[The task] Copy the lines below verbatim, from the line containing "Locate the brass lattice" through the line containing "pixel 96 57", both ends included. Leave the pictures out of your copy.

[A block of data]
┄┄┄┄┄┄┄┄┄┄

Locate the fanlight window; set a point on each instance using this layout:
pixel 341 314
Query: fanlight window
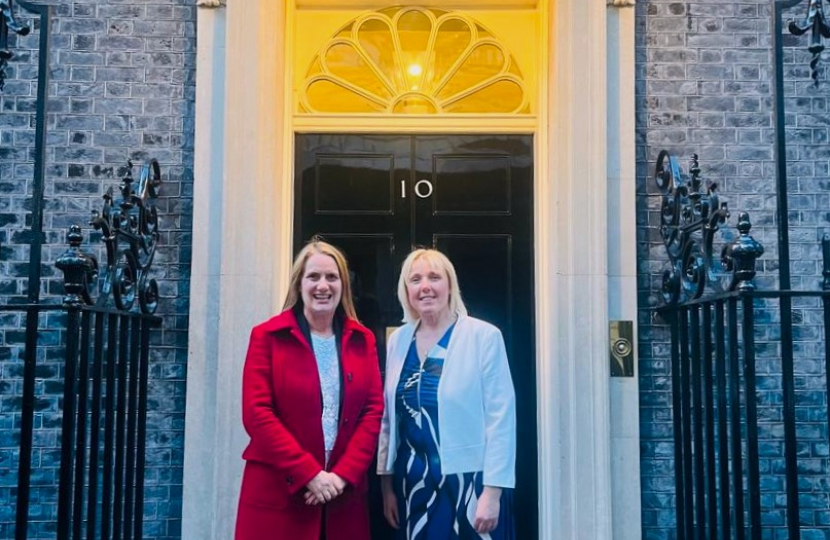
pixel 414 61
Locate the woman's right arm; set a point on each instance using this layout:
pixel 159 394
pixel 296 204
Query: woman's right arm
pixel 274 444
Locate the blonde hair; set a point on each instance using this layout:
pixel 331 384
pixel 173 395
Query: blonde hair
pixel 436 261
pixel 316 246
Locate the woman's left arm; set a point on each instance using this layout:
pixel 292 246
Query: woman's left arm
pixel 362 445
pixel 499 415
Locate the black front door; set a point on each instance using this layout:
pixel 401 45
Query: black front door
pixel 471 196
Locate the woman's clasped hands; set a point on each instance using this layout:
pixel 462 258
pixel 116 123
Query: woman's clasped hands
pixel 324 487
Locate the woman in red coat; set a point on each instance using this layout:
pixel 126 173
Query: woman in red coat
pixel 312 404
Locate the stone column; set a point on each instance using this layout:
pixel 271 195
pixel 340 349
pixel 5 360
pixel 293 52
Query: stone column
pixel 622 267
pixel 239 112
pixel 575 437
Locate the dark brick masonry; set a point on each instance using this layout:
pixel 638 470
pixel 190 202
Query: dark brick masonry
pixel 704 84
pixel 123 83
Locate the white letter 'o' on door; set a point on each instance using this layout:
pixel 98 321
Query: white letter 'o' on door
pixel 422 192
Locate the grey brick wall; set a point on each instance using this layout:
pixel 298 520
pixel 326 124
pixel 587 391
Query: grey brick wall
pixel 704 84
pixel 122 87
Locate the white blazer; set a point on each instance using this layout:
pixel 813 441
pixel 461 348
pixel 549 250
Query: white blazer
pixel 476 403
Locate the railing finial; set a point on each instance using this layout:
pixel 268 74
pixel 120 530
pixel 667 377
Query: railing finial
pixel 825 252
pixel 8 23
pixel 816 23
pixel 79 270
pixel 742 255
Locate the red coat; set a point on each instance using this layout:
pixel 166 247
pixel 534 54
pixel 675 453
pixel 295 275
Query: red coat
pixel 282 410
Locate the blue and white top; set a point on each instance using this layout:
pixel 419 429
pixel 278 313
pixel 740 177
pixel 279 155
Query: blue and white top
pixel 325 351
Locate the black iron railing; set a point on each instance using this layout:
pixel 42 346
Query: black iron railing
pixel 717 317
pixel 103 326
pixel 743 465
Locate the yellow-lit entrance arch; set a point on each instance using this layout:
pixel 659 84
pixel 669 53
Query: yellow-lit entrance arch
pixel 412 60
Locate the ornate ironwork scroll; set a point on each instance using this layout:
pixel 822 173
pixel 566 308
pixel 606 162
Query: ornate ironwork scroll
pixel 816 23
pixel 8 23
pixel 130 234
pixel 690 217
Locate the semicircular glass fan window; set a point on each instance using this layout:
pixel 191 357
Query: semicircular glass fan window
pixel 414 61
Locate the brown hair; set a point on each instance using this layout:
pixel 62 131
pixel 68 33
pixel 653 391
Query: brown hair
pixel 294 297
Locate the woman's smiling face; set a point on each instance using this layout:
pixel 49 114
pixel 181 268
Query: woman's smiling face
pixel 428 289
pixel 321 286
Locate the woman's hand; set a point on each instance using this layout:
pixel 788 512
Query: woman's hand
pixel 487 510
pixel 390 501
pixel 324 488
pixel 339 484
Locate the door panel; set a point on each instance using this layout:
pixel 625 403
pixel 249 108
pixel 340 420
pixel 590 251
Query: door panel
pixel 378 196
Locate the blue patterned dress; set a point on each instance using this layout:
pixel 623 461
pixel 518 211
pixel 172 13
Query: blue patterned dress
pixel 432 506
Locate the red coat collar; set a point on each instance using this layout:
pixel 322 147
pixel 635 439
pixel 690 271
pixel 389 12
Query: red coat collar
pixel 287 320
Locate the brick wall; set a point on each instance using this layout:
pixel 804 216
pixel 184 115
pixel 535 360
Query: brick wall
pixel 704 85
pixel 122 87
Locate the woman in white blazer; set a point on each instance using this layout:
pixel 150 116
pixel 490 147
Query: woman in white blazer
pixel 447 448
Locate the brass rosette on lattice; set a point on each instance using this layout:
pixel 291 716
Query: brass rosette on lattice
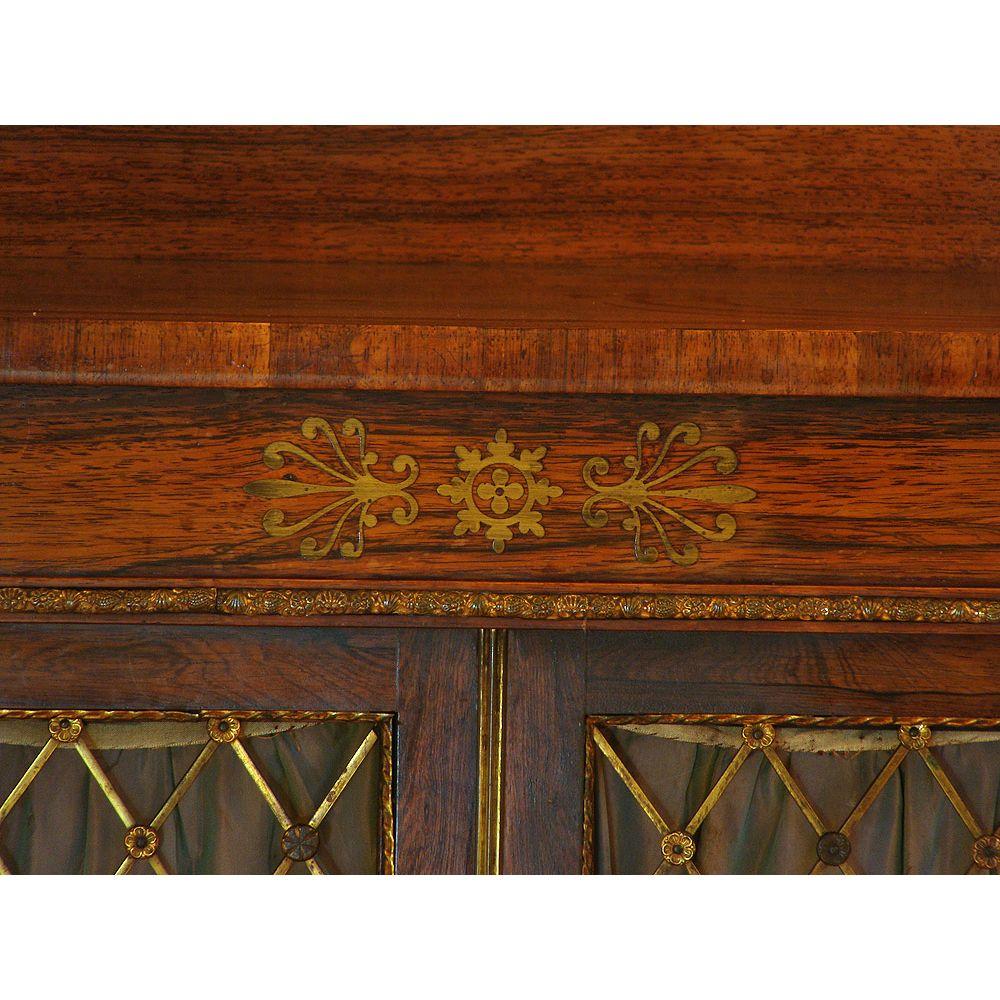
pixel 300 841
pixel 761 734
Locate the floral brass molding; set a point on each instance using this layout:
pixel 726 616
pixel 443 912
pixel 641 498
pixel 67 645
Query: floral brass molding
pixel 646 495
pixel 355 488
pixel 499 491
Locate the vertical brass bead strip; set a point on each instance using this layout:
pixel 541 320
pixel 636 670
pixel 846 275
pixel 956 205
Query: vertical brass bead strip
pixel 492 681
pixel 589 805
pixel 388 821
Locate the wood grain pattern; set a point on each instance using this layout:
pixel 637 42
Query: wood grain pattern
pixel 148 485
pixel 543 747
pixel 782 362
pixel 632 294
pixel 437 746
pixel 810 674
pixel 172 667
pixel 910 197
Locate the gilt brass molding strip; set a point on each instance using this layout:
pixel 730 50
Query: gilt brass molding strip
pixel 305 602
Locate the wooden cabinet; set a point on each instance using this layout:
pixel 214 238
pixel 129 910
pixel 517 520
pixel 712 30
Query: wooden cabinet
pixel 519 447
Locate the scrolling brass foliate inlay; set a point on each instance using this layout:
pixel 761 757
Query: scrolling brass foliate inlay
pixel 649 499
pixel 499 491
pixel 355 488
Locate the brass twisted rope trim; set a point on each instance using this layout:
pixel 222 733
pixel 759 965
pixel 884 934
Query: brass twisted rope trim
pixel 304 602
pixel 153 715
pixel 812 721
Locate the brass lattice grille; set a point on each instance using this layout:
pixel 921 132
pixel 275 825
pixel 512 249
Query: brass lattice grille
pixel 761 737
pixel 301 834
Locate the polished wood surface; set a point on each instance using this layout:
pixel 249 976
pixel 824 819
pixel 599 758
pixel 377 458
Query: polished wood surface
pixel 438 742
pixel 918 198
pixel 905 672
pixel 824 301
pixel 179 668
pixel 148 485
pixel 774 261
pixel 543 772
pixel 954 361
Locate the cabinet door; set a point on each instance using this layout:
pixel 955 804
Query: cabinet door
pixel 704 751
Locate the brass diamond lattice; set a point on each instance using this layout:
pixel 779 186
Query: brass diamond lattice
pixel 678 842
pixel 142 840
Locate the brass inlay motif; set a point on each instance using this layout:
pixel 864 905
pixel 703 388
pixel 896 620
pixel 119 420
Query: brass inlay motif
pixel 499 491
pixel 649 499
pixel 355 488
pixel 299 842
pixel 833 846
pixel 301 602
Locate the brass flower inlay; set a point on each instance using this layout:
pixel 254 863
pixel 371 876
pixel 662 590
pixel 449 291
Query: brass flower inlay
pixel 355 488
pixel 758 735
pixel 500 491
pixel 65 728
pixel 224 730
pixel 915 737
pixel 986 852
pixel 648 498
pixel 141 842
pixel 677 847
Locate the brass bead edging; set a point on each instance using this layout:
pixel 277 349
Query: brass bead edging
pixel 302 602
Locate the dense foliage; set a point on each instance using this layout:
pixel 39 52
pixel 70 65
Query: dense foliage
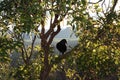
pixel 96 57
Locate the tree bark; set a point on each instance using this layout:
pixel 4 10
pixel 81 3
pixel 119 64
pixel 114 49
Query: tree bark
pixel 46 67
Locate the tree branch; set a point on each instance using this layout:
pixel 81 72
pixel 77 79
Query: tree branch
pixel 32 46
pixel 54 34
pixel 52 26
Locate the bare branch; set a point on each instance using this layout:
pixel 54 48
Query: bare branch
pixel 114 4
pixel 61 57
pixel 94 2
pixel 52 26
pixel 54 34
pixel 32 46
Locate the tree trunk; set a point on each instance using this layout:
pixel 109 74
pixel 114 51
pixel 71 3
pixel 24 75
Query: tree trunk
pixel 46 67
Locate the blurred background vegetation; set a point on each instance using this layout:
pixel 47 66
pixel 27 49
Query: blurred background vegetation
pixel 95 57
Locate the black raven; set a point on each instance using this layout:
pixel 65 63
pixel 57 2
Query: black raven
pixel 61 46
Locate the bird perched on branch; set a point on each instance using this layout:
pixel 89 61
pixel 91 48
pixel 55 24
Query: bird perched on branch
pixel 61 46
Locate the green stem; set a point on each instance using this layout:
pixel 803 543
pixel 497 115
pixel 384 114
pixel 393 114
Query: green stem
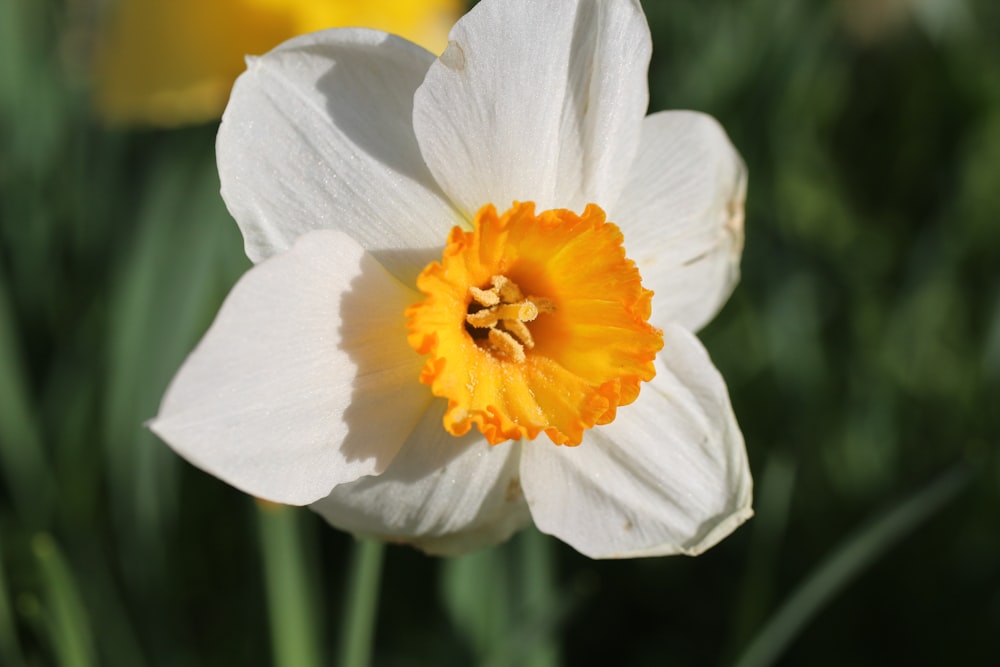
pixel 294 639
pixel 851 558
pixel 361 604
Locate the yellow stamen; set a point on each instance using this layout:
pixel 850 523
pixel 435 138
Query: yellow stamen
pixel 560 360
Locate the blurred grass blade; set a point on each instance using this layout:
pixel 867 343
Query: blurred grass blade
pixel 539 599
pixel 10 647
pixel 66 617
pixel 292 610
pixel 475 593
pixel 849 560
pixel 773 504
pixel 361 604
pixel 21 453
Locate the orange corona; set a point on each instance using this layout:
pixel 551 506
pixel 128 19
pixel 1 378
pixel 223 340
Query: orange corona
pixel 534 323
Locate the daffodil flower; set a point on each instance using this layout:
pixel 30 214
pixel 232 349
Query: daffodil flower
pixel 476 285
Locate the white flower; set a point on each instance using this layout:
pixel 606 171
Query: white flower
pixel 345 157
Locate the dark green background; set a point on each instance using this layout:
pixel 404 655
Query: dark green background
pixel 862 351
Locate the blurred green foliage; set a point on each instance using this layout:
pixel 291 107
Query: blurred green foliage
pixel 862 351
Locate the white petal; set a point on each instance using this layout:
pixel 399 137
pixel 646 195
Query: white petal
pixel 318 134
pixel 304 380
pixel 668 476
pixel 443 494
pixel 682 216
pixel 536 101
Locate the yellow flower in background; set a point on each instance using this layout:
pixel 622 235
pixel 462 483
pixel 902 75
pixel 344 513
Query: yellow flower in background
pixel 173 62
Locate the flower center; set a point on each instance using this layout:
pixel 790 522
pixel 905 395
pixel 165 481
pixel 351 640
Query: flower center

┄┄┄┄┄┄┄┄┄┄

[The solution]
Locate the brass lattice grille; set a point on each instance using this layout:
pixel 921 132
pixel 275 825
pixel 512 249
Query: brass lattice grille
pixel 761 737
pixel 301 834
Locate the polished wood surface; set a point on each instance using this layout:
pixel 249 976
pixel 824 819
pixel 599 758
pixel 377 458
Query: polished wood surface
pixel 438 742
pixel 918 198
pixel 905 672
pixel 824 301
pixel 179 668
pixel 148 485
pixel 774 261
pixel 543 772
pixel 954 361
Locate the cabinet door; set a point on each instance using this layout:
pixel 955 804
Query: cabinet door
pixel 704 751
Locate the brass diamond lattice; set a point on each instance using this layout:
pixel 779 186
Query: brass diamond lattice
pixel 678 842
pixel 142 840
Locate the brass inlay motif; set a point on each instance using this layout:
pixel 864 905
pixel 703 388
pixel 896 620
pixel 119 420
Query: brass inlay motif
pixel 499 491
pixel 649 499
pixel 355 488
pixel 299 842
pixel 833 846
pixel 301 602
Locate the brass flower inlay; set a point on each instance using this layout:
pixel 254 863
pixel 371 876
pixel 662 590
pixel 449 291
Query: brass flower inlay
pixel 355 488
pixel 758 735
pixel 500 491
pixel 65 728
pixel 224 730
pixel 915 737
pixel 986 852
pixel 648 498
pixel 141 842
pixel 677 847
Locate the brass bead edging; set a point on each instance using this layout:
pixel 277 349
Query: brass bead edging
pixel 302 602
Locate the dense foliage; set a point on each instance using this layout:
pixel 39 52
pixel 70 65
Query: dense foliage
pixel 96 57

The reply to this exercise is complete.